Llovía plomo ese día de verano en mi pueblo, era el
típico y recalcitrante mes de agosto, con su húmedo calor que sofocaba todo ser
vivo, repasando los 40ºC (así decimos los nativos de mi tierra) desde media
mañana hasta la media noche.
Con 17 años de ilusa experiencia, el párvulo pardillo ingresaba
a la carrera (estudios universitarios); por ese entonces, cargaba conmigo una valentía y
arrojo bizarro que devoraban al mundo a bocanadas, sin suponer siquiera que a
mi formación profesional formal aun le faltaban otros 17 años por avanzar… por
crecer… ¡por divertirme!
Ese día, competían 3 planillas por la titularidad de la
Sociedad de Alumnos, cuyo único objetivo era recaudar fondos para su fiesta de
graduación anual mediante la organización de un épico Simposium anual, donde
participaban las más excelsas mentes del ámbito laboral, tanto privado como público, a nivel nacional e internacional. Grandes anécdotas, epopeyas, encuentros y
sinsabores de décadas me acompañan desde entonces.

• _LISTADO_

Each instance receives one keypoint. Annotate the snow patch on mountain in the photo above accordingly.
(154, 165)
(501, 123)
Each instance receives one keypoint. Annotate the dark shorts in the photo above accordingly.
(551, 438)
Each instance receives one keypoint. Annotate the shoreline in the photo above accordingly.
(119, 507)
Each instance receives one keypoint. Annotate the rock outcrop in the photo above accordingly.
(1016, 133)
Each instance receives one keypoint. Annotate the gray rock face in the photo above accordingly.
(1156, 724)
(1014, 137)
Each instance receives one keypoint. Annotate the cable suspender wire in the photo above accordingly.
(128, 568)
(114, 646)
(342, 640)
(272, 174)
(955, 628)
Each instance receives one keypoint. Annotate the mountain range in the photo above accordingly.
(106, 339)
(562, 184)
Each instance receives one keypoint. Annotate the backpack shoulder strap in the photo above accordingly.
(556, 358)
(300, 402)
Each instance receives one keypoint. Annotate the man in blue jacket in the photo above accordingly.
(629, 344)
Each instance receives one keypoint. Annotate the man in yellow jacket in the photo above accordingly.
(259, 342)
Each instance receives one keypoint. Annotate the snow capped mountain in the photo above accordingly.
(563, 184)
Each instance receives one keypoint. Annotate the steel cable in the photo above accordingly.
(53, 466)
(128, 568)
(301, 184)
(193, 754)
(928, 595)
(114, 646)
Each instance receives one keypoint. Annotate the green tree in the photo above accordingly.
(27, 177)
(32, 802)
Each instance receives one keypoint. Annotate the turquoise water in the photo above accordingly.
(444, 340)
--
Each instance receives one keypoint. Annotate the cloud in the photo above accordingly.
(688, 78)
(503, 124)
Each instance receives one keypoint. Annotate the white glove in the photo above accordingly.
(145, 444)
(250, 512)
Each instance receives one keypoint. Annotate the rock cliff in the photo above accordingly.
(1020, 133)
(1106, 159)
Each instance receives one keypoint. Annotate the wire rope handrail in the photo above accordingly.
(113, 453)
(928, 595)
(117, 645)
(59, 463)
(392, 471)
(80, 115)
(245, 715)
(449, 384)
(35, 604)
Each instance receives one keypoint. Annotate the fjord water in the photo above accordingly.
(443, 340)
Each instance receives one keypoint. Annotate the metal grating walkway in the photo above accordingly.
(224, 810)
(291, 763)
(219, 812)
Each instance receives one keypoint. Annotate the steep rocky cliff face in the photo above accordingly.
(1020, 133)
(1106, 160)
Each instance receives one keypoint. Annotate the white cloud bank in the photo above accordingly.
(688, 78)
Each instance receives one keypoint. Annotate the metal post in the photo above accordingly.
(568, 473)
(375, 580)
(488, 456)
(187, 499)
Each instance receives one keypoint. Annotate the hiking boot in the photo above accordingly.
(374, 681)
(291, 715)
...
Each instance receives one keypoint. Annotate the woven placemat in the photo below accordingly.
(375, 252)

• _LISTA DE TAREAS_
• A. Duplica el fragmento del documento desde "Llovía plomo ese" hasta "la media noche.", sin cambiar nada.
• B. Reúne y copia todas las líneas de las entradas en las que aparezca la palabra "cloud".

• _RESPUESTAS EN ORDEN_
• A.
Llovía plomo ese día de verano en mi pueblo, era el
típico y recalcitrante mes de agosto, con su húmedo calor que sofocaba todo ser
vivo, repasando los 40ºC (así decimos los nativos de mi tierra) desde media
mañana hasta la media noche.

• B.
Each instance receives one keypoint. Annotate the cloud in the photo above accordingly.
Each instance receives one keypoint. Annotate the white cloud bank in the photo above accordingly.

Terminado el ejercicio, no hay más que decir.